Istruzioni e requisiti:
Copia fedelmente, senza alcuna modifica, ogni riga dell'elenco che segue.

Dati di origine:
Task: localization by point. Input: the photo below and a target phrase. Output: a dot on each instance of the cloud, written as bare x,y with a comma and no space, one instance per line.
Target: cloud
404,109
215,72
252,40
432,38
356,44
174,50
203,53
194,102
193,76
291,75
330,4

Soluzione completa:
Task: localization by point. Input: the photo below and a target phrase. Output: a dot on each instance of the cloud, written as bare x,y with a comma and no space, one instance per line.
Target: cloud
404,109
215,72
252,40
432,38
356,44
174,50
203,53
194,102
193,76
291,75
330,4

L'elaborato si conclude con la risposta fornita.